説明

デッキ連結具、デッキ材、デッキ構造、デッキ組み立て方法およびデッキフロア

【課題】高品質で、水はけがよく、安全で、耐久性に富み、かつ、組み立てが容易な、木質系のデッキフロアを実現すること。
【解決手段】隣接するデッキ材(100a,100b)の側面に設けられている嵌合溝(112,110)に、デッキ材連結具(ジョイント)の係止部(d,c)を嵌合させると共に、規制爪(e)にてデッキ材100aの位置決めをする。規制爪(e)は、作業時の圧力では降伏しないが、デッキ材の吸水による膨張圧力では降伏し、応力を吸収する。また、雨水を下に落とすための入り組んだ構造の隙間(流路)も自動的に構築され、かつ、突出片(114)によって、コインの落下も防止される。

【発明の詳細な説明】
【技術分野】
【0001】
本発明は、デッキ連結具、デッキ材、デッキ構造、デッキ組み立て方法およびデッキフロアに関し、特に、屋外で使用される、木質系材料(純粋な木質材料の他、木材と合成樹脂を混合した木質合成材を含む)で構成されるデッキ材を、連結具(ジョイント)を用いて相互に接続固定して、デッキフロアを構築するための技術に関する。
【背景技術】
【0002】
木粉と合成樹脂の混合体を成型して得られる木質合成材は、防水性、耐火性を備えると共に、温かみのある木質系の質感をもつという特徴がある。このようなデッキ材は、例えば、特許文献1に記載されている。
【0003】
また、連結金具(ジョイント)を用いて、隣接するデッキ材同士を連結具(ジョイント)を用いて固定したデッキ構造は、例えば、特許文献2.特許文献3に記載されている。
【特許文献1】特開2002−227291号公報
【特許文献2】特開2001−271417号公報
【特許文献3】特開2003−49526号公報
【発明の開示】
【発明が解決しようとする課題】
【0004】
特許文献2記載のデッキ構造では、連結具(ジョイント)を根太材にビス(ネジ)で固定すると共に、デッキ材もその連結具(ジョイント)にビス(ネジ)で固定している。デッキ材の固定もビス(ネジ)で行うため、デッキ材の組立にある程度の手間がかかるのは否めない。
【0005】
また、特許文献2記載のデッキ構造では、略T字型の断面をもつ連結具(ジョイント)の横方向に突出した係止部を、デッキ材の側面に設けられた嵌合溝に嵌合させてデッキ同士を連結しており、この点では、デッキ材の組み立ての作業性は改善される。

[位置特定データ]
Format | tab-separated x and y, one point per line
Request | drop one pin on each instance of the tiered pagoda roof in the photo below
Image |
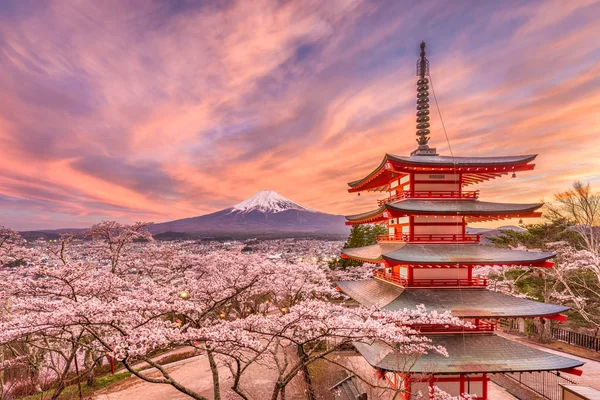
474	169
427	258
468	354
474	303
446	255
473	210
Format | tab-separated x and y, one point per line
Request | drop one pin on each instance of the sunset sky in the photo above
157	110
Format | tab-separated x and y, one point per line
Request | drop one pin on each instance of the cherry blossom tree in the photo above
125	295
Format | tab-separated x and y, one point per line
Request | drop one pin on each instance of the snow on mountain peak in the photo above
268	201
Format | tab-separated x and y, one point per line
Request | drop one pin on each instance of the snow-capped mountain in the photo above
266	213
268	201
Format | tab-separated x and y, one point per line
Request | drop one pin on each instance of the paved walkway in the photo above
195	373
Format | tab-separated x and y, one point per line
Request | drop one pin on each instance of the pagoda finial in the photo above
423	106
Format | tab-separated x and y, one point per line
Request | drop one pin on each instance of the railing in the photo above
380	274
393	278
545	383
480	326
577	339
431	194
437	238
478	282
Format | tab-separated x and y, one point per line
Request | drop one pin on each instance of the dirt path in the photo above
195	374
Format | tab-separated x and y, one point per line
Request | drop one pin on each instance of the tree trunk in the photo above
310	393
544	330
215	373
276	391
90	378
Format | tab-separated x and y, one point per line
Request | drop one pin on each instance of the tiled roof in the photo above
447	161
410	253
462	161
447	207
464	207
370	292
463	253
468	353
585	392
475	303
373	253
348	389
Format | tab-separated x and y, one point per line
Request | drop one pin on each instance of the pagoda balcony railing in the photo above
380	274
434	238
393	278
431	194
474	282
479	326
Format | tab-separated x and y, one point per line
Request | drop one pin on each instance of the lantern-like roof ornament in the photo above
423	106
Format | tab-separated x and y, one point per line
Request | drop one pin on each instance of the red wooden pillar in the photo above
431	381
484	387
407	387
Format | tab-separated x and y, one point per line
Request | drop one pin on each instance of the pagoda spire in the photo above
423	106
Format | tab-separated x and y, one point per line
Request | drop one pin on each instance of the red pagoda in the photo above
428	257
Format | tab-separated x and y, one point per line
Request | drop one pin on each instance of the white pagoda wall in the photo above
451	182
438	229
440	273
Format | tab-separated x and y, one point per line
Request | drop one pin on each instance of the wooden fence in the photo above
576	338
563	335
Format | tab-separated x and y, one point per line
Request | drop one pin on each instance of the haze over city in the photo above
155	111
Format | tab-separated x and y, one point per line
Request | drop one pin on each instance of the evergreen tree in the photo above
360	236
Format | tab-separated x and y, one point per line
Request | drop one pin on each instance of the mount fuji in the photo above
266	214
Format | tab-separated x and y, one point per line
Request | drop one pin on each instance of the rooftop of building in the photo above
474	167
428	254
471	303
476	208
470	353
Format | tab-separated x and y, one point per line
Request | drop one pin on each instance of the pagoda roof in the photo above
477	210
372	254
473	303
431	254
477	169
471	353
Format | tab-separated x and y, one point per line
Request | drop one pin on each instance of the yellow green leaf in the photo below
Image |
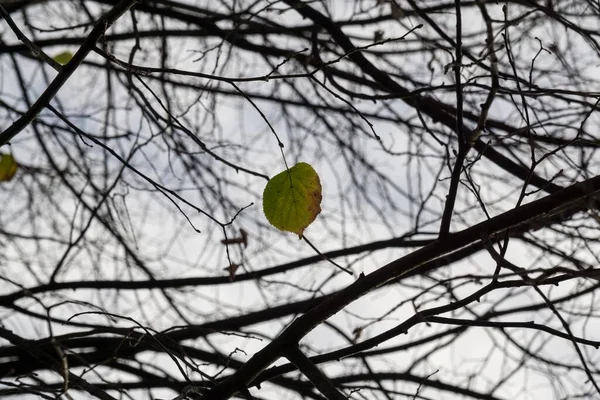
63	57
292	199
8	167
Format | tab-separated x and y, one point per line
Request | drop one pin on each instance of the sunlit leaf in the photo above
8	167
63	57
292	199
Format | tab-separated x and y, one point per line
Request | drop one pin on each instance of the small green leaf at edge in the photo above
63	58
8	167
292	199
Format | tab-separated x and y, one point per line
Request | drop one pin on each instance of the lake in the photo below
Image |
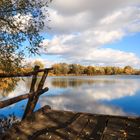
113	95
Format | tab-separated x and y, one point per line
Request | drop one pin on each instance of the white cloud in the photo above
81	28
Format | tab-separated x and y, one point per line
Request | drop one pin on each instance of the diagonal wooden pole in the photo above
32	89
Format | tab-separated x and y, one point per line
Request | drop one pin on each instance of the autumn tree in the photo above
20	24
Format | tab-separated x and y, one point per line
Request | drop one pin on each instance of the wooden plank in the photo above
25	74
48	124
33	100
32	89
11	101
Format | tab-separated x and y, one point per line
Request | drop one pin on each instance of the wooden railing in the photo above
33	94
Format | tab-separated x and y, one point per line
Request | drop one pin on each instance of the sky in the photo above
92	32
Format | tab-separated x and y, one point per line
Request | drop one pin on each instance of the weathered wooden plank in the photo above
64	125
8	102
32	89
25	74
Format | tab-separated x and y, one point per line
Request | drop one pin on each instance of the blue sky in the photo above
92	32
128	44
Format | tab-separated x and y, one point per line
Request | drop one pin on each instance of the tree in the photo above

◆ やること ◆
A. デッキ連結具の文書によると、特許文献2記載のデッキ構造で組み立てに手間がかかるのはなぜか。1〜3文で説明せよ。
B. デッキ連結具の文書を【0005】の段落の後から引き継ぎ、続きを書け。

◆ 解答 ◆
A. 特許文献2記載のデッキ構造では、連結具を根太材にビスで固定すると共に、デッキ材もその連結具にビスで固定している。デッキ材の固定までビスで行うため、組み立てにある程度の手間がかかる。

B.
【0006】
ただし、このデッキ構造では、隣接するデッキ材同士の離間間隔が連結具(ジョイント)の厚みで一律に規定されてしまい、離間間隔の設定の自由度が少ない点は否めない。例えば、雨水を下に効率的に落とすために、デッキ材同士を十分に離間させたいような場合には、対応がむずかしくなる場合がないとは言えない。また、仮に、デッキ材同士を十分な間隔を保って離間させることができた場合でも、今度は、デッキ材の隙間から、コイン(例えば、100円玉)等が下に落ちてしまうことも想定され、このための対策も新たに必要となる。
【0007】
また、特許文献1および特許文献2は、木質系デッキ材が雨水等の吸水によって、その体積が膨張したとき、その膨張圧力をどのようにして逃がすかについては、何ら言及がない。本発明の発明者の検討によれば、吸水によるデッキ材の体積は相当に増加し、その際の膨張圧力は、例えば、600kgf(f:force)にも及ぶことが明らかとなっている。デッキ材の吸水による膨張圧力を適切に吸収(緩和)できなければ、最悪の場合、デッキ材自体が破壊される事態も生じ得る。
【0008】
本発明はこのような考察に基づいてなされたものであり、その目的は、高品質で、水はけがよく、安全で、耐久性に富み、かつ、組み立てが容易な、木質系のデッキフロアを実現することにある。
【課題を解決するための手段】
【0009】
本発明のデッキ連結具は、デッキ材同士を連結するためのデッキ連結具であって、根太材に固定される固定部と、この固定部から略垂直に立ち上がる縦条部と、この縦条部の先端の一部を、一方向に略水平に折り曲げた形状の第1の係止部と、前記縦条部の先端の他部を前記第1の係止部とは反対方向に折り曲げた形状の第2の係止部と、前記固定部(a)に連接し、かつ傾斜して立ち上がり、その先端部によってデッキ材の位置を規制する機能をもつ規制爪と、を、有する。
【0010】
この構成によれば、デッキ材連結具に規制爪が設けられることによって、デッキフロアの組立作業時には、隣接するデッキ材同士の位置決めを、極めて容易に行うことができる。したがって、熟練の作業者でなくても組み立てができ、組み立て作業の作業効率も向上する。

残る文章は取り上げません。